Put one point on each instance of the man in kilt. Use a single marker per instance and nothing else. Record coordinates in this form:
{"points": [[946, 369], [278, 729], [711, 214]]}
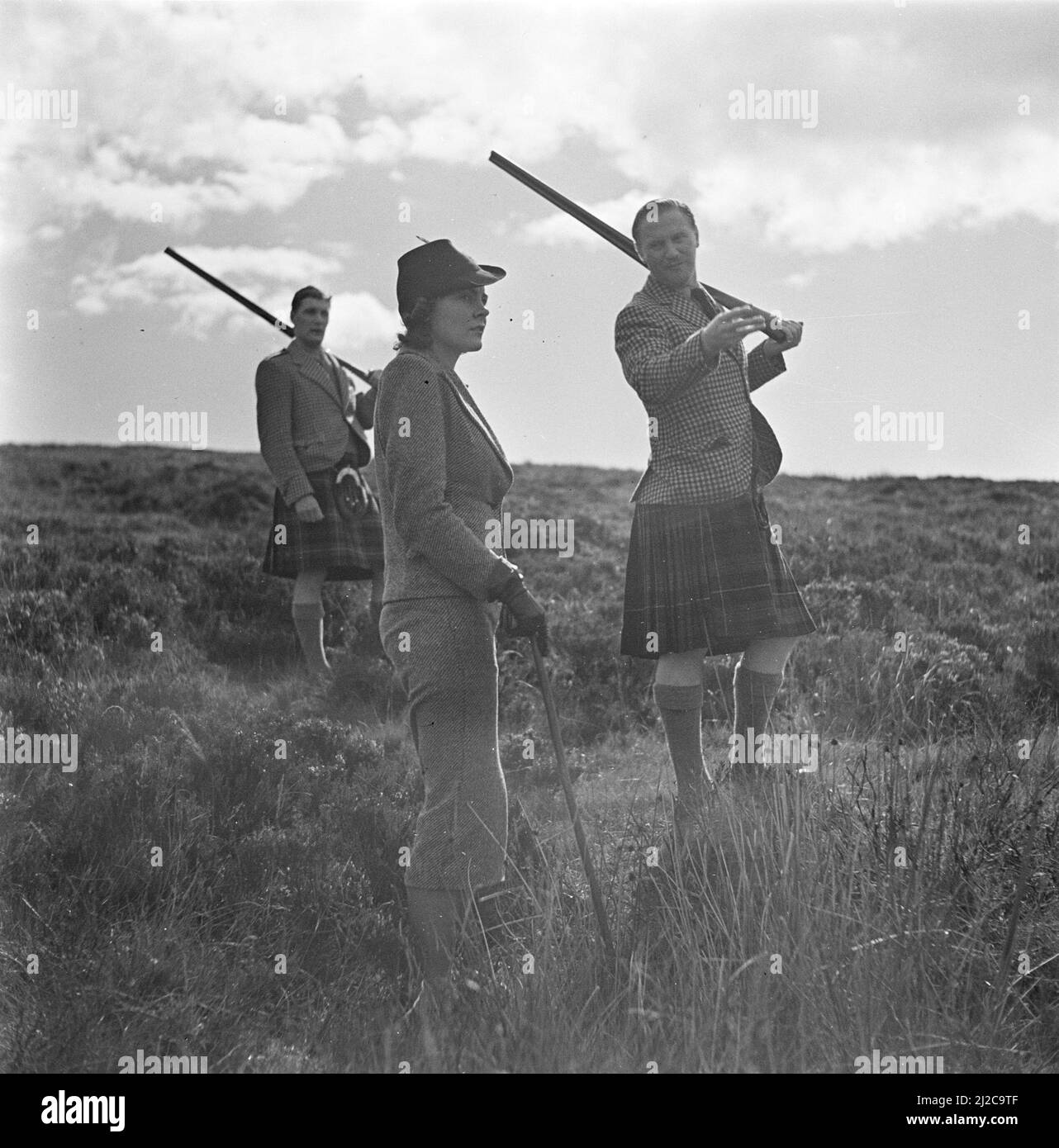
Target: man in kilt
{"points": [[703, 576], [325, 518]]}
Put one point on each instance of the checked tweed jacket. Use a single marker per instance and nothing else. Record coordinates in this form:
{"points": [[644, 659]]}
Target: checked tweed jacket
{"points": [[308, 418], [711, 444], [443, 477]]}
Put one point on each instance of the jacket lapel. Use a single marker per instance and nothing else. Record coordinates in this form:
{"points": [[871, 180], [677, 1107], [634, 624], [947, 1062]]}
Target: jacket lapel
{"points": [[315, 371], [465, 400]]}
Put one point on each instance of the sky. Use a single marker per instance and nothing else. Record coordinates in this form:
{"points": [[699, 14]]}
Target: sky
{"points": [[903, 206]]}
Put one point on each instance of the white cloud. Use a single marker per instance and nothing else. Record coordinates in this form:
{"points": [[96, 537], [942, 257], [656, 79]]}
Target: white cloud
{"points": [[178, 108], [832, 197], [800, 279], [563, 229], [358, 320], [267, 276]]}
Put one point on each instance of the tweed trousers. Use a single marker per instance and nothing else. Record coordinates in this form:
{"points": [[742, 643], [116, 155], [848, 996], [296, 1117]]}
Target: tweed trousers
{"points": [[444, 653]]}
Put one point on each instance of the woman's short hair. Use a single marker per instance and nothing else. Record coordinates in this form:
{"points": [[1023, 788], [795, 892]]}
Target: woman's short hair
{"points": [[417, 334], [653, 208], [305, 293]]}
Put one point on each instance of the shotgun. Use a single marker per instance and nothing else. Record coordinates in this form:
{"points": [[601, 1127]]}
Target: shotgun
{"points": [[615, 237], [278, 324]]}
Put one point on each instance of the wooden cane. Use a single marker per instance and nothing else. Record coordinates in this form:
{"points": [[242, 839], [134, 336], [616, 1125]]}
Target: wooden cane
{"points": [[571, 803]]}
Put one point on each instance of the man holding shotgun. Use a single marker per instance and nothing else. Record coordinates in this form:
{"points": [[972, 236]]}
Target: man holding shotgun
{"points": [[703, 576], [311, 426]]}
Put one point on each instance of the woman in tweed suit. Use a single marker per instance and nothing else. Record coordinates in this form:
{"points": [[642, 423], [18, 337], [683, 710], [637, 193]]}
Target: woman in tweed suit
{"points": [[705, 576], [311, 432], [443, 477]]}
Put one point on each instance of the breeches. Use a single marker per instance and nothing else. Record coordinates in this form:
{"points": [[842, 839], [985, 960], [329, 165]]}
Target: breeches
{"points": [[444, 652]]}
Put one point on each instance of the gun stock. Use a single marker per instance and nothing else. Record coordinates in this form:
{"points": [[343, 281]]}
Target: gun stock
{"points": [[615, 237]]}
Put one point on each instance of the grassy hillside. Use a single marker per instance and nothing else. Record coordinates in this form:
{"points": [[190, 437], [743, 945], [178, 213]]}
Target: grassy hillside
{"points": [[188, 891]]}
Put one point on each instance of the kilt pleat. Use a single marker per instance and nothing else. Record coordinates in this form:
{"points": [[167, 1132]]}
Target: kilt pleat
{"points": [[706, 576], [349, 549]]}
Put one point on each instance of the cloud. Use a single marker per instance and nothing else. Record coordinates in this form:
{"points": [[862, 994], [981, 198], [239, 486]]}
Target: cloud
{"points": [[265, 276], [559, 227], [359, 320], [830, 197], [800, 279], [229, 109]]}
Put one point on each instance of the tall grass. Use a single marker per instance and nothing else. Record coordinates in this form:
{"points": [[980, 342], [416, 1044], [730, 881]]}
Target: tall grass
{"points": [[194, 889]]}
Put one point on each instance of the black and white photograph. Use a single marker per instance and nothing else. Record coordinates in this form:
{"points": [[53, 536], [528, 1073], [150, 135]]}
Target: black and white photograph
{"points": [[530, 547]]}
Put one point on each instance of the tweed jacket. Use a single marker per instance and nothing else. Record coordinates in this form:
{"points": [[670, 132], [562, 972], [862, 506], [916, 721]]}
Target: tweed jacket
{"points": [[308, 418], [443, 477], [709, 442]]}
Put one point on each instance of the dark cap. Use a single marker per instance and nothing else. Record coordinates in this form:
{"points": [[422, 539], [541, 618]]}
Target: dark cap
{"points": [[438, 268]]}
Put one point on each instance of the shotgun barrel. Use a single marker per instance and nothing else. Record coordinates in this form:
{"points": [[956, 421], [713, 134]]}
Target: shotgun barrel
{"points": [[615, 237], [278, 324]]}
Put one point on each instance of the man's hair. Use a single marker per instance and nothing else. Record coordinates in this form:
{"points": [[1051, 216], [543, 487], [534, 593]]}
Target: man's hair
{"points": [[653, 209], [305, 293], [417, 326]]}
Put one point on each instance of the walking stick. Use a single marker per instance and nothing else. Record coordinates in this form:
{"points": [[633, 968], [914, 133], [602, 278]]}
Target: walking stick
{"points": [[571, 803]]}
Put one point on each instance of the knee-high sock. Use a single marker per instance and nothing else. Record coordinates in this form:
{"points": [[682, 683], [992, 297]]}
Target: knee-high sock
{"points": [[309, 624], [681, 714], [753, 696]]}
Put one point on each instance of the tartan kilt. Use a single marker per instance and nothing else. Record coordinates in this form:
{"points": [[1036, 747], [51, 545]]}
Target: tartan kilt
{"points": [[706, 576], [349, 549]]}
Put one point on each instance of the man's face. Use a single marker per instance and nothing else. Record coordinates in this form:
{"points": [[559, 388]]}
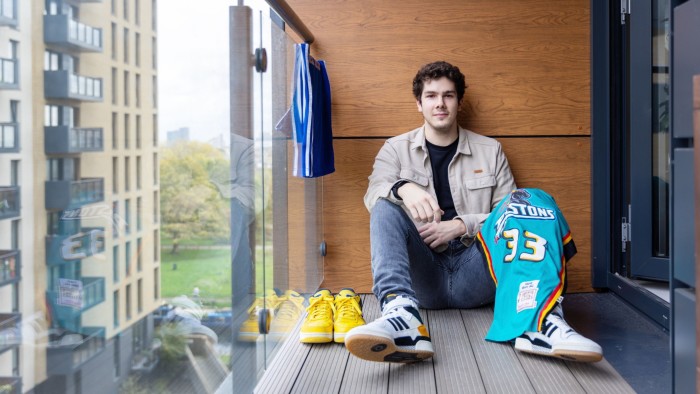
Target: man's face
{"points": [[439, 104]]}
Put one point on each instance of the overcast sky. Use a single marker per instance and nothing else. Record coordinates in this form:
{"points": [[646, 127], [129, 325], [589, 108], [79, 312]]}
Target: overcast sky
{"points": [[193, 74]]}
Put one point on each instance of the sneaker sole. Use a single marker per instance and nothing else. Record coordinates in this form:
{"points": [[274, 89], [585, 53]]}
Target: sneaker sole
{"points": [[376, 348], [581, 355], [315, 337]]}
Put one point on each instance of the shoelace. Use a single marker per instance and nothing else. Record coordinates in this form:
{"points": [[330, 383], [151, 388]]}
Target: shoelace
{"points": [[347, 306], [321, 307], [290, 308]]}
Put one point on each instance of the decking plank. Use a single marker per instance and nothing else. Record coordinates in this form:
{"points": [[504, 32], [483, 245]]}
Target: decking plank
{"points": [[500, 368], [456, 370], [362, 376]]}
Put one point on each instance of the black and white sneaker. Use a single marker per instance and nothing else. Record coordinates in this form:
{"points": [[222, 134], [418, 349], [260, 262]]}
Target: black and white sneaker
{"points": [[558, 339], [398, 336]]}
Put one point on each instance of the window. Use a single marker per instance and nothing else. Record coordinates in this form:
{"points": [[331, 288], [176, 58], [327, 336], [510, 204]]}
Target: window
{"points": [[126, 88], [113, 46], [126, 131], [137, 49], [156, 246], [127, 216], [114, 130], [115, 263], [138, 131], [138, 174], [155, 130], [127, 172], [154, 53], [137, 88], [127, 258], [115, 314], [115, 175], [114, 86], [155, 206], [139, 259], [116, 220], [128, 302], [139, 295], [126, 45], [156, 282], [155, 168]]}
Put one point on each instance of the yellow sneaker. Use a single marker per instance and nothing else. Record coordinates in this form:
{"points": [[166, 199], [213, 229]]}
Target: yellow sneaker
{"points": [[289, 309], [348, 314], [318, 325], [250, 329]]}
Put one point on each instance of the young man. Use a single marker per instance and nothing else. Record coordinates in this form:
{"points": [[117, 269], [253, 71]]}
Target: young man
{"points": [[430, 191]]}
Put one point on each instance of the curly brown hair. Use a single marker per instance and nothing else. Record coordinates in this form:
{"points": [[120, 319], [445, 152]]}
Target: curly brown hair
{"points": [[437, 70]]}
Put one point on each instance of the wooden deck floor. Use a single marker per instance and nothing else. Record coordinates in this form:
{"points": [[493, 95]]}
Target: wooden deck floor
{"points": [[463, 363]]}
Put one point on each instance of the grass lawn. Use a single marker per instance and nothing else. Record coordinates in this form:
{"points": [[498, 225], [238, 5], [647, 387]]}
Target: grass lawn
{"points": [[207, 269]]}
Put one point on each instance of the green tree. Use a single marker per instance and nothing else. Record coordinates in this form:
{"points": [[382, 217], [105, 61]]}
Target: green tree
{"points": [[192, 205]]}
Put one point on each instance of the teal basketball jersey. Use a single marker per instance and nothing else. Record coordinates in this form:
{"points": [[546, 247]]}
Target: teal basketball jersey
{"points": [[526, 243]]}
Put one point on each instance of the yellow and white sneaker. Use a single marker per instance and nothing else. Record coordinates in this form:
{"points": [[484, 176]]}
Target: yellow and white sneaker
{"points": [[348, 314], [289, 309], [318, 325], [250, 329]]}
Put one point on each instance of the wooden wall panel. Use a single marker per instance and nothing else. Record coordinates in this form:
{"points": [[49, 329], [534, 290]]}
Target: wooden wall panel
{"points": [[526, 62], [546, 163]]}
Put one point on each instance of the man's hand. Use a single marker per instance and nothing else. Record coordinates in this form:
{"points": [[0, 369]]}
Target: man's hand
{"points": [[436, 234], [420, 203]]}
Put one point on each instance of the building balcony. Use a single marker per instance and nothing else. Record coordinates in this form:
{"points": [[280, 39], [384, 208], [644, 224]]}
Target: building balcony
{"points": [[8, 13], [9, 137], [10, 332], [64, 140], [9, 73], [9, 202], [68, 352], [73, 297], [10, 384], [74, 194], [63, 249], [10, 267], [66, 33], [63, 84]]}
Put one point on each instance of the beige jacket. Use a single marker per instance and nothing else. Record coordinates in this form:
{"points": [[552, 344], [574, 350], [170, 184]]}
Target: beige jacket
{"points": [[479, 175]]}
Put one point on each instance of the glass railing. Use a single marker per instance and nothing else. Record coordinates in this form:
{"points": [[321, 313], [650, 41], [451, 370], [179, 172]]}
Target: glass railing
{"points": [[10, 266], [8, 72], [84, 33], [9, 137], [85, 86], [9, 202]]}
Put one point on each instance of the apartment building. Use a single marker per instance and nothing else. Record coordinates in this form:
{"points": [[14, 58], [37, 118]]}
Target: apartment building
{"points": [[79, 233]]}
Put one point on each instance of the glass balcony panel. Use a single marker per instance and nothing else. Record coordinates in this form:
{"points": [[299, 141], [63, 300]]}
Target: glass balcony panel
{"points": [[67, 33], [74, 194], [9, 137], [10, 266], [9, 202]]}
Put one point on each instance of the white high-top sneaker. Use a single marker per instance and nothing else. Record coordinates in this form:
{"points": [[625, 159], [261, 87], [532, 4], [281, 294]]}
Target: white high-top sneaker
{"points": [[398, 336], [558, 339]]}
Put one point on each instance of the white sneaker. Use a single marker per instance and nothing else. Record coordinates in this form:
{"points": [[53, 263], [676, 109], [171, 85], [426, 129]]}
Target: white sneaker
{"points": [[558, 339], [398, 336]]}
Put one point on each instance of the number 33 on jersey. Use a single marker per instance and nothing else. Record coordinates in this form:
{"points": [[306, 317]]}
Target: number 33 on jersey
{"points": [[526, 242]]}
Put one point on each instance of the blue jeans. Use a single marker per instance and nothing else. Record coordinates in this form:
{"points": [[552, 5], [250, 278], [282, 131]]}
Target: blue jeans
{"points": [[403, 264]]}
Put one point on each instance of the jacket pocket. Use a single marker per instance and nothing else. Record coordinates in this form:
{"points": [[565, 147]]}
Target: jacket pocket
{"points": [[414, 176], [481, 182]]}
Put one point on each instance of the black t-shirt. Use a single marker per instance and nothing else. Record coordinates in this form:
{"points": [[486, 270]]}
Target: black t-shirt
{"points": [[440, 158]]}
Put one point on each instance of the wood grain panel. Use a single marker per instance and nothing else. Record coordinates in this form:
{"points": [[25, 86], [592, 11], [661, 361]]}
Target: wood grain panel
{"points": [[527, 62], [560, 166]]}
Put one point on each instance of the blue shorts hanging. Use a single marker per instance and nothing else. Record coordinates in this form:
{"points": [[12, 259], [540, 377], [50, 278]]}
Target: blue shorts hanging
{"points": [[311, 109]]}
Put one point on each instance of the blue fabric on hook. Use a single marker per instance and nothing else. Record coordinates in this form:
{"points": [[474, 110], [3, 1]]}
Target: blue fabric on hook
{"points": [[311, 110]]}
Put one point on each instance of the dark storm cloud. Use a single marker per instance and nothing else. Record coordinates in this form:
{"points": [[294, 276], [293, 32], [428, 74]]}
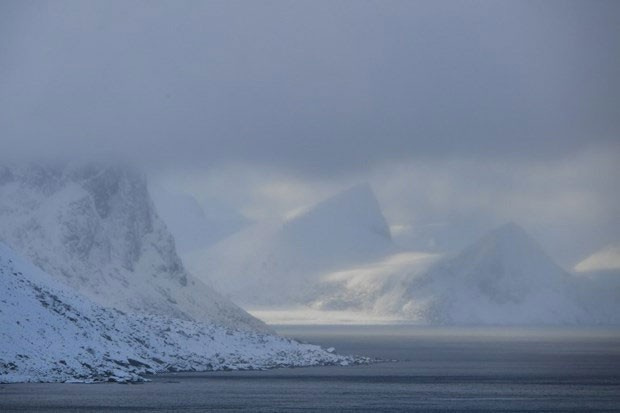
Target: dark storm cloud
{"points": [[311, 86]]}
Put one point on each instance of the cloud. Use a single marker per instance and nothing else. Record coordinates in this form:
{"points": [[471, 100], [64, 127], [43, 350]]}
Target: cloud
{"points": [[318, 87], [606, 259]]}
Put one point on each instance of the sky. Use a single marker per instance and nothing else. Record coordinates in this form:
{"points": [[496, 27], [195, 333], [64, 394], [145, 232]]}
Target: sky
+ + + +
What the task asks: Select every line in the entries above that contains the word "brown", and copy each one. Match case exactly.

In response:
Put one point on each instance of the curly brown hair. Use a single marker per instance and nothing else. Record coordinates in this form:
Target: curly brown hair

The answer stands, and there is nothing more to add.